WHAT IS NEEDED
Copy the following listing word for word, keeping every line in its original order.

— BEGIN —

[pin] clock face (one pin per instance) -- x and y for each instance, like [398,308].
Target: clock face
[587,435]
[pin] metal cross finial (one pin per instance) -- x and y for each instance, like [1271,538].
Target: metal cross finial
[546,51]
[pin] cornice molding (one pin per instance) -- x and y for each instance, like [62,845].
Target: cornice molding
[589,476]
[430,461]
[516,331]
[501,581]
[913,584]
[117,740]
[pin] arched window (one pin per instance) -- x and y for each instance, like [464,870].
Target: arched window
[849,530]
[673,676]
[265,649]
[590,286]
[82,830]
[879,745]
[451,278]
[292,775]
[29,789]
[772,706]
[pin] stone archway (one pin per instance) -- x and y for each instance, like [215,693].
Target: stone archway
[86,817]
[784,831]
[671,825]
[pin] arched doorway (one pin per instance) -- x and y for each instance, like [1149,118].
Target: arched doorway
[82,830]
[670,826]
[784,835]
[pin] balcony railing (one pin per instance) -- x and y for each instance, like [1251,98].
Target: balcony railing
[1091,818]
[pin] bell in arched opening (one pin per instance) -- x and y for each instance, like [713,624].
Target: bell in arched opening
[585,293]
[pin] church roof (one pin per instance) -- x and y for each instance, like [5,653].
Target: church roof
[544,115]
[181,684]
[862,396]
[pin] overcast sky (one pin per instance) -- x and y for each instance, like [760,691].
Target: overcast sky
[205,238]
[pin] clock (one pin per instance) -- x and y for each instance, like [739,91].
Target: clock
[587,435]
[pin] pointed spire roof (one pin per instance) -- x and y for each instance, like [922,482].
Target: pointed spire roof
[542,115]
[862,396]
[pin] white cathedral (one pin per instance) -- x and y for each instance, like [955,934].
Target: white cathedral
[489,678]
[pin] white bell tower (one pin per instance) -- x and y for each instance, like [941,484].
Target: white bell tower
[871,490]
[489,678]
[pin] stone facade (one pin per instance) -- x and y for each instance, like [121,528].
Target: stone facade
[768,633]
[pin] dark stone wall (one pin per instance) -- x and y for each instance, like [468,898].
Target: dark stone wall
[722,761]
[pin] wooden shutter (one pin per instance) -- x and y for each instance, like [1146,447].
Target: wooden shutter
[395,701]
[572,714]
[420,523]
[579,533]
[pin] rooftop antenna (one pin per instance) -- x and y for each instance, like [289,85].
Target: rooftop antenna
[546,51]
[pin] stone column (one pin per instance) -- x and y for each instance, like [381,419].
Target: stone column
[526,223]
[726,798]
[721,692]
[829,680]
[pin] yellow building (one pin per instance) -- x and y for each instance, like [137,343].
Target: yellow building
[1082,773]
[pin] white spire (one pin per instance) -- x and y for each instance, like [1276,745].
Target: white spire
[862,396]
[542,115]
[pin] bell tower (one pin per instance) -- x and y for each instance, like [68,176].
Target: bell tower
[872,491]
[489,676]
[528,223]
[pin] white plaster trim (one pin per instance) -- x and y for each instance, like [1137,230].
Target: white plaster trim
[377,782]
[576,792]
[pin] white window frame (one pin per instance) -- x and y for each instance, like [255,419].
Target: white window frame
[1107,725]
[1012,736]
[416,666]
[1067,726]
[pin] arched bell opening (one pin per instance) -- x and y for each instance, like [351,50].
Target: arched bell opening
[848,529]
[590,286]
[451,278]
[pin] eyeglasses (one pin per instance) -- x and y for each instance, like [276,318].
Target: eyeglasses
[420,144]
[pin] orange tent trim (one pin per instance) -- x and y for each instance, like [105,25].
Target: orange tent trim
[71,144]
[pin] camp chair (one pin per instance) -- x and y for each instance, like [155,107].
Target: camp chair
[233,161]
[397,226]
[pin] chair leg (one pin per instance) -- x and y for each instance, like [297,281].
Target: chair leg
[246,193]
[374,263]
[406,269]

— END —

FINISHED ANSWER
[pin] clock face (one pin per instance) -- x and y for each instance, like [398,308].
Target: clock face
[587,435]
[pin] metal cross finial (one pin per instance) -- x and y for each instance, like [1271,538].
Target: metal cross finial
[546,51]
[pin] cornice molding (one pin per instance) -- x and y for each instance, like [62,845].
Target: cornice molding
[589,476]
[430,461]
[516,331]
[501,581]
[913,584]
[117,740]
[pin] arched window (one pin per instance) -- x and y for each instance, like [464,870].
Target: arched window
[849,530]
[673,676]
[265,649]
[590,286]
[82,830]
[879,745]
[451,278]
[292,775]
[29,789]
[772,706]
[pin] stone archway (one pin per instance) -- x and y for each instance, like [215,693].
Target: stone archway
[86,817]
[784,831]
[671,825]
[pin] arched doorway (one pin per instance) -- x and y for each instance, like [1149,118].
Target: arched doorway
[82,830]
[670,826]
[784,835]
[pin] balcony railing (one pin per instance) -- x and y for each instance, like [1251,98].
Target: balcony railing
[1091,818]
[pin] bell in arched opening (one pin per instance) -- x and y for each instance, like [713,624].
Target: bell in arched opening
[585,293]
[pin] church roof (one pin per instance) -- x and y for each instance, like [5,653].
Target: church roof
[544,115]
[181,684]
[862,396]
[pin] overcast sky (one pin per instance) -- x and y for each instance, like [760,691].
Target: overcast sky
[205,238]
[pin] clock (one pin per instance) -- x and y for each instance, like [739,91].
Target: clock
[587,435]
[pin] pointed spire roof (one pin per instance) -- x and y for each instance, like [922,482].
Target: pointed spire roof
[542,115]
[862,396]
[pin] white cathedral (one pin per instance) -- x and y for each instance, like [955,934].
Target: white cathedral
[489,678]
[pin] white bell tower (one pin per instance) -- x and y for each instance, like [941,484].
Target: white bell tower
[871,490]
[489,678]
[pin] stone facade (one pin per instance) -- x and y for each instance, like [121,528].
Target: stone facade
[768,633]
[pin] dark stone wall (one pin per instance) -- x and y for each instance, like [468,898].
Target: dark stone wall
[722,761]
[pin] wooden shutter (one pin per instance) -- x and y for each instance, like [1146,447].
Target: wooden shutter
[395,701]
[572,714]
[420,523]
[579,533]
[pin] rooftop antenna (one pin per instance) -- x and y for each instance, like [289,85].
Target: rooftop antenna
[546,51]
[pin] stone column (one pin per instance) -- x and y for each instance, like [381,419].
Target: stone column
[526,223]
[726,798]
[721,692]
[829,680]
[pin] yellow building (one pin per instance) -- x and y for each instance, like [137,343].
Target: yellow building
[1082,773]
[pin] white spire (one pin per instance) -- x and y for each instance, like [1276,745].
Target: white spire
[862,396]
[542,115]
[pin] bell tower (one pin per instance) -- x and y for each instance, like [68,176].
Target: bell tower
[872,491]
[489,676]
[528,223]
[pin] white plaster trim (one pin per instance) -- x and y for each instance, like [1137,230].
Target: white plaster trim
[377,782]
[576,792]
[pin] white window frame (one pin per instance) -- x and y for each instance, like [255,419].
Target: white window frame
[1107,725]
[1012,736]
[416,666]
[1067,726]
[pin] arched bell opening (one pin per instance) -- x and y for each instance, like [351,50].
Target: arched bell opening
[848,529]
[590,286]
[451,278]
[pin] eyeglasses (one pin per instance) -- x and y for each instance, like [276,318].
Target: eyeglasses
[420,144]
[pin] orange tent trim (one pin per instance) -- x and y for each instance, like [105,25].
Target: orange tent trim
[71,144]
[pin] camp chair (one pin per instance) -- x and y for each instance, like [155,107].
Target: camp chair
[233,161]
[397,226]
[pin] chair leg (one pin per instance) -- x and y for each instance, like [297,281].
Target: chair leg
[246,193]
[374,263]
[406,269]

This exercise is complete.